* **PARTS OF THE EXERCISE**
A. Please rewrite the stretch of the Splunk setup guide from "mkdir -p /root/scripts" through "then, run the following command.", putting "folder" in place of "directory".
B. In the Splunk setup guide, list the name of each command that opens a line of shell input.
C. According to the Splunk setup guide, what is the script's log file path?

In the context of the script, there are several variables that you can (optional) change it based on your environment.
SPLUNK_PATH="/opt/splunk/bin": Splunk installation path
LOG_FILE="/var/log/Splunk_Status.log": Script Log file path
Quick Start Guide:
- First, download the repository.
wget https://github.com/Mohammad-Mirasadollahi/Splunk-Service-Auto-Recovery/releases/download/Splunk/Splunk-Service-Auto-Recovery_Scripts_v1.0.0.tar.gz
- Move all of them into the
/root/scripts
directory. If the directory does not exist, create it.
mkdir -p /root/scripts
mv Splunk-Service-Auto-Recovery_Scripts_v1.0.0.tar.gz /root/scripts/
- Go to the /root/scripts/ directory and then, run the following command.
cd /root/scripts/
tar xzvf Splunk-Service-Auto-Recovery_Scripts_v1.0.0.tar.gz
rm -rf Splunk-Service-Auto-Recovery_Scripts_v1.0.0.tar.gz
- Then, just run the following command.
bash ./Splunk_Status_Monitor_Service.sh
- Finally, check the service status.
service Splunk_Status_Monitor status

* **MATERIAL PROVIDED**
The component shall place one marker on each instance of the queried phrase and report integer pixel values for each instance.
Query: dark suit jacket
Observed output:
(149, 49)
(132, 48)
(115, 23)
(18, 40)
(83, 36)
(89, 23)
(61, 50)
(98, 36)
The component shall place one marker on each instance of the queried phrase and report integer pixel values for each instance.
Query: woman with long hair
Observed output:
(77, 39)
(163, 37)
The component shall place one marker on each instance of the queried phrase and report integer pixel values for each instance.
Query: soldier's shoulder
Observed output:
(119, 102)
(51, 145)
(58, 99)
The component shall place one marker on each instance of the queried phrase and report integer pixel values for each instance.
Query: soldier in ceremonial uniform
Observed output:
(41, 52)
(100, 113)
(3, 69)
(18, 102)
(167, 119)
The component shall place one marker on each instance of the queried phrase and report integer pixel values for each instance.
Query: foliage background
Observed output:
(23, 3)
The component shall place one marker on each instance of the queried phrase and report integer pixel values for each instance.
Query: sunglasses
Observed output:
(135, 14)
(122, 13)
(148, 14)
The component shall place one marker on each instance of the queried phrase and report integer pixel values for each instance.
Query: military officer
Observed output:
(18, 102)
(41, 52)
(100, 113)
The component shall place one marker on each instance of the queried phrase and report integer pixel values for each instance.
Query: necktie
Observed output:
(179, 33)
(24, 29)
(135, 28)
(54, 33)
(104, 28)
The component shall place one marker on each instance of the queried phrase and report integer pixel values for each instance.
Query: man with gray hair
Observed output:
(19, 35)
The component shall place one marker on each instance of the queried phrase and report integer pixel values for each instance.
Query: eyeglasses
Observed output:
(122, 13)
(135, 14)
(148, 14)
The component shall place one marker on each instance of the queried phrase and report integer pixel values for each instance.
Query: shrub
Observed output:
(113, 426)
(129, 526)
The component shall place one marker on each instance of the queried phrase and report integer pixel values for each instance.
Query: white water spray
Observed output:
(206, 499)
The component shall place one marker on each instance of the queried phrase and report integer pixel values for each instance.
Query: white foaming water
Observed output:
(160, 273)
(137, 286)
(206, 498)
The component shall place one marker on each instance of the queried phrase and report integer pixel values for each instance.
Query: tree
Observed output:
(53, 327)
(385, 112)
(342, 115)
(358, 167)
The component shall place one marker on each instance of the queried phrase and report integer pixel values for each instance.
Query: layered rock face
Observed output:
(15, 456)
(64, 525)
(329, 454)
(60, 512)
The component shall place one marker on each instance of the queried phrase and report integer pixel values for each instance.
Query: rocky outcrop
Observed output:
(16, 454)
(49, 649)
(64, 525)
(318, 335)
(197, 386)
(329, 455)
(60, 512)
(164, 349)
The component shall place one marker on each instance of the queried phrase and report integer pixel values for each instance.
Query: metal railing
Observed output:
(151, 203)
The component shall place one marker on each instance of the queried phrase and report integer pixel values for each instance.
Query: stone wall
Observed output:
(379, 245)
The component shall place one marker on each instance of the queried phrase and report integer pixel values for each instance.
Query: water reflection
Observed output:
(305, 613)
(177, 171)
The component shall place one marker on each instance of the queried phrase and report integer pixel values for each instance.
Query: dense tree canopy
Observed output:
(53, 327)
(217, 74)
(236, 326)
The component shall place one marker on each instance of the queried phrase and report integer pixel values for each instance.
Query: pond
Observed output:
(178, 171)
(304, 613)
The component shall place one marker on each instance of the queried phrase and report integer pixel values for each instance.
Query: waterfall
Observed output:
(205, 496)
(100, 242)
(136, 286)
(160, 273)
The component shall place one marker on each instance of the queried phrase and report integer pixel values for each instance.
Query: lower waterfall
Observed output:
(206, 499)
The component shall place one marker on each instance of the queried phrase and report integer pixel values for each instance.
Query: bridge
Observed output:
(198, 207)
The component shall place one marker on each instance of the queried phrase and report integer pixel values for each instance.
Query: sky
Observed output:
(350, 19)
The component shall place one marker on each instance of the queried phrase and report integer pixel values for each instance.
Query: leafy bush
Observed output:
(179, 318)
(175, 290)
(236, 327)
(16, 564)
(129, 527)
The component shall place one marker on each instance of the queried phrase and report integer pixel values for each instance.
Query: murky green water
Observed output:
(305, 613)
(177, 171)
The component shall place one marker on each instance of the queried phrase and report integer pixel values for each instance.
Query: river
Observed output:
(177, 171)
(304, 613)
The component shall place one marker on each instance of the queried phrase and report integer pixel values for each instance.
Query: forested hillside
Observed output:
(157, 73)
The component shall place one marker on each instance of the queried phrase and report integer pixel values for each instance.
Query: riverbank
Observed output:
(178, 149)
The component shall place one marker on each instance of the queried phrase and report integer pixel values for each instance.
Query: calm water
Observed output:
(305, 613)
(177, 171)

* **CORRECT ANSWERS**
A.
mkdir -p /root/scripts
mv Splunk-Service-Auto-Recovery_Scripts_v1.0.0.tar.gz /root/scripts/
- Go to the /root/scripts/ folder and then, run the following command.

B. wget, mkdir, mv, cd, tar, rm, bash, service

C. /var/log/Splunk_Status.log